-- Fragmento de texto --
Cine
BONNIE AND CLYDE
VIDAS SECAS
BELLE DE JOUR
LA LEYENDA DEL INDOMABLE
cine

VERLA SI NO ES FANATICO
BONNIE AND CLYDE; con Warren Beaty, Faye Dunaway, Jack Pollard y Estelle Parsons, En panavisión y technicolor. Dirigida por Arthur Penn.
EL american way of life incluye la violencia (Ley seca, Al Capone, Vietnam, asesinatos de Lincoln, Kennedy y King, entre otras cosas). Hollywood incluye el conformismo. Luego la violencia fue siempre para los films —policiales o westerns— de Hollywood un ingrediente más: ni se justificó ni se cuestionó. El teorema es fácil. Sin embargo, de pronto aparece Arthur Penn (La jauría humana, Ana de los milagros, El temerario), un director de 41 años que rompe con Hollywood y decide hacer un fresco sobre la violencia. Le sale Bonnie and Clyde, la leyenda de una pareja verídica, con moraleja y todo: quien a hierro mata, a hierro muere; la violencia engendra violencia; el calavera no chilla, etc., etc., etc. El film echa a andar por el mundo, cosecha premios, inspira modas, impulsa discos y fomenta mesas redondas, cuadradas y psicológicas. Es decir, destila demagogia y lo hace bien. Tanto que muchos llegan a ver la gran película donde sólo existe una buena película.

-- Entradas guardadas --
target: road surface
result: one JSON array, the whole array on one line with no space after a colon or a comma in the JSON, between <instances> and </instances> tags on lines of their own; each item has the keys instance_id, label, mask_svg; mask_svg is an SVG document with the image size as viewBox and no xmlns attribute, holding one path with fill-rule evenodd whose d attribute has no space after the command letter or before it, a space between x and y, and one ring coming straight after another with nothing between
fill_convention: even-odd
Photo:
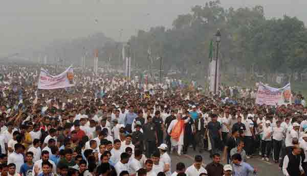
<instances>
[{"instance_id":1,"label":"road surface","mask_svg":"<svg viewBox=\"0 0 307 176\"><path fill-rule=\"evenodd\" d=\"M176 164L181 162L185 163L186 167L190 166L193 163L194 157L196 155L201 155L203 157L204 166L212 162L209 157L209 152L205 151L202 154L198 152L193 152L191 148L189 148L189 153L187 155L183 155L179 157L173 154L170 155L171 159L171 171L176 169ZM261 176L282 176L282 171L278 170L278 164L272 162L262 161L259 156L255 156L253 158L247 160L247 163L253 167L258 168L258 175ZM225 164L225 163L222 163Z\"/></svg>"}]
</instances>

-- Consigna A --
Enumera los intérpretes que aparecen en la ficha de Bonnie and Clyde incluida en la reseña.
-- Consigna B --
Reproduce de forma literal el pasaje de la reseña que se abre con las palabras que contienen "VERLA SI NO" y se cierra con "por Arthur Penn.".
Las entradas constituyen un material aparte, sin relación con la reseña.

-- Solución completa A --
Warren Beaty, Faye Dunaway, Jack Pollard y Estelle Parsons.

-- Solución completa B --
VERLA SI NO ES FANATICO
BONNIE AND CLYDE; con Warren Beaty, Faye Dunaway, Jack Pollard y Estelle Parsons, En panavisión y technicolor. Dirigida por Arthur Penn.